Written exercise:
Carry over the stretch of material from the line containing "Where can the white" through the end of the material, keeping each request and adding 95 to every coordinate in the answer points. Leave the pictures out of your answer.

(Rows from a pointing dataset)

--

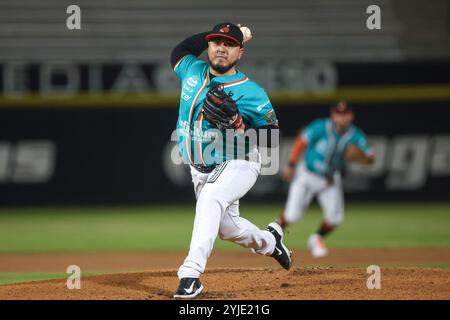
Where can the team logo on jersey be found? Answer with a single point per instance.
(192, 81)
(225, 29)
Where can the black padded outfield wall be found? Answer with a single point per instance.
(122, 155)
(116, 149)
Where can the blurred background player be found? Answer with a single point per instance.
(326, 145)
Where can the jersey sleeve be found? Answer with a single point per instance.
(183, 66)
(259, 111)
(312, 132)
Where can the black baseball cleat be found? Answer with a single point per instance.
(189, 288)
(281, 252)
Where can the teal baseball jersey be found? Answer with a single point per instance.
(326, 148)
(194, 132)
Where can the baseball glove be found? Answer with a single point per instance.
(221, 110)
(355, 154)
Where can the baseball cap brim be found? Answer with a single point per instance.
(211, 36)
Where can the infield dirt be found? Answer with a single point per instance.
(239, 275)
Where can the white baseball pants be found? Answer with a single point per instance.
(302, 190)
(217, 213)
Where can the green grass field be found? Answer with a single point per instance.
(169, 227)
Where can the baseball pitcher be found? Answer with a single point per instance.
(325, 144)
(216, 98)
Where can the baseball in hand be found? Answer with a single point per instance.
(247, 34)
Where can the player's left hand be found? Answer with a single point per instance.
(288, 173)
(246, 32)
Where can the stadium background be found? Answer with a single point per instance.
(86, 118)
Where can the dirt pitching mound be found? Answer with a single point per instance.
(298, 284)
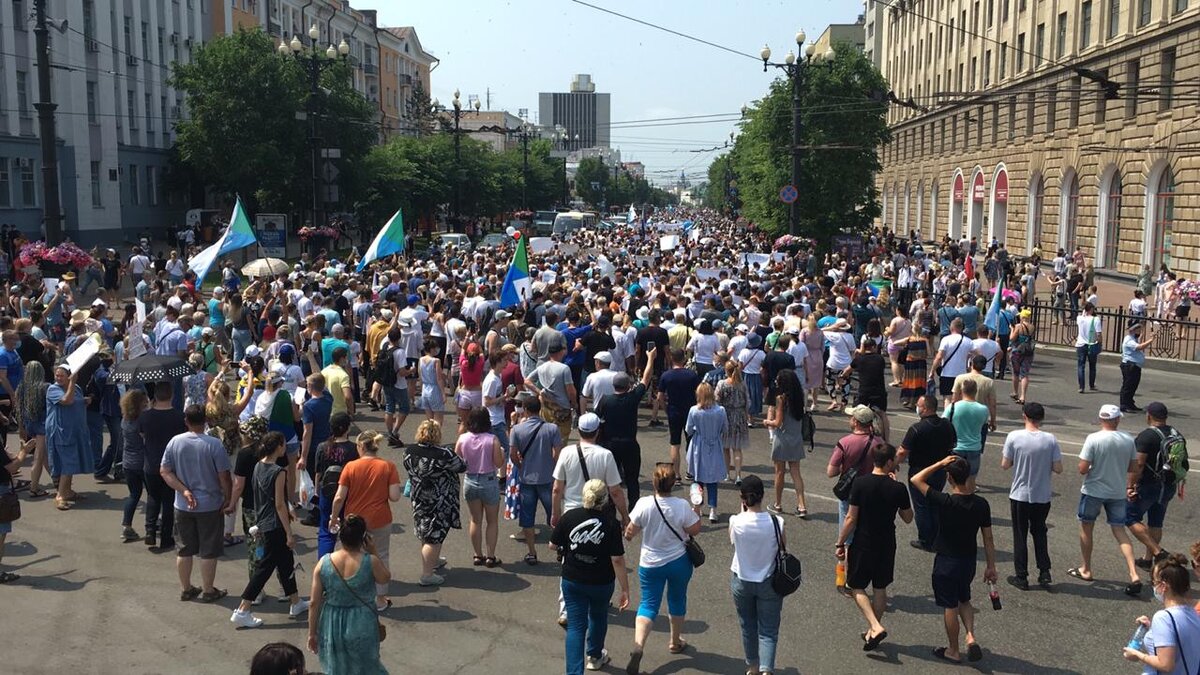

--

Response to the exercise:
Where can the white baseball pants be found? Answer with a single point per instance.
(397, 285)
(312, 308)
Where can the green grass field be found? Answer with a single point per instance.
(264, 322)
Where can the baseball pitcher be found? Answer with a single point per instance.
(420, 239)
(311, 193)
Where can the baseball in hand be found? Answer with a single point per instance.
(342, 129)
Where can the player's left hand be found? Answer with a single point per instance.
(383, 268)
(341, 127)
Where can the stadium background be found? Answer with a single point per instance.
(181, 213)
Where can the dirt pitching mound be found? Answer with a single point per instance.
(393, 379)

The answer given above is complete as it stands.